» **TRECHO**
——————

RESUMO: Este artigo tem como tema o What´s App como meio probatório nas ações de família, visando a elucidar alguns aspectos referentes às provas no processo civil brasileiro, bem como tecer alguns comentários sobre algumas espécies de provas existentes em nosso ordenamento jurídico pátrio e o seu tempo de juntada, dando maior enfoque na documentação eletrônica, abordando sobre provas digitais, seu regime legal e autenticidade, apresentando breve comentário acerca da Lei 11.419, de 2006, como também justificando o uso do aplicativo como meio probatório nas Varas de Família, a sua utilidade como confissão extrajudicial, sua autenticidade e o uso da ata notarial através de fundamentações teóricas baseadas em doutrinas e jurisprudências.

Palavras Chave: Provas no Processo civil. Espécies de provas. Documentação Eletrônica. Ações de Família.

ABSTRACT This article has as its theme the What's App as a probative means in family actions, aiming to elucidate some aspects related to the evidence in the Brazilian civil process, as well as to make some comments about some species of evidence existing in our legal order and its time with a focus on electronic documentation, addressing digital evidence, its legal regime and authenticity, with a brief comment on Law 11.419, of 2006, as well as justifying the use of the application as a probative means in Family Sticks, its usefulness as an extrajudicial confession, its authenticity and the use of notarial acts through theoretical foundations based on doctrines and jurisprudence.

Keywords: Evidences in civil proceedings. Species of evidence. Digital evidence. Family law actions. 


INTRODUÇÃO

 O Direito está presente no dia a dia de cada cidadão, procurando resolver conflitos por meios conciliatórios, proporcionando uma gama de possibilidades para solucionar tais litígios que possam surgir. No entanto, as partes podem não chegar a um acordo, necessitando recorrer às vias judiciais, nas quais precisarão de meios que comprovem suas alegações. As aplicabilidades dos meios comprobatórios estão mencionadas no Código de Processo Civil.

 Durante o processo, conforme o artigo 369 do Código mencionado acima, as partes possuem o direito de empregar todos os meios legais, bem como os moralmente legítimos, ainda que não especificados no dispositivo, para provar a veracidade dos fatos em que se baseia o pedido ou a defesa e influir eficazmente na convicção do magistrado.

——————

» **DADOS BRUTOS**
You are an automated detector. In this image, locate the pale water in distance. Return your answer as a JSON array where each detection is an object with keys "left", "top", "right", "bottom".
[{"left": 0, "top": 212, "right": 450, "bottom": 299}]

——————

» **OBJETIVO DO EXERCÍCIO**
De acordo com o trecho, qual artigo do Código de Processo Civil assegura às partes o direito de empregar todos os meios legais e moralmente legítimos para provar a veracidade dos fatos? A listagem provém de uma fonte distinta da do trecho.

» **RESOLUÇÃO**
O artigo 369.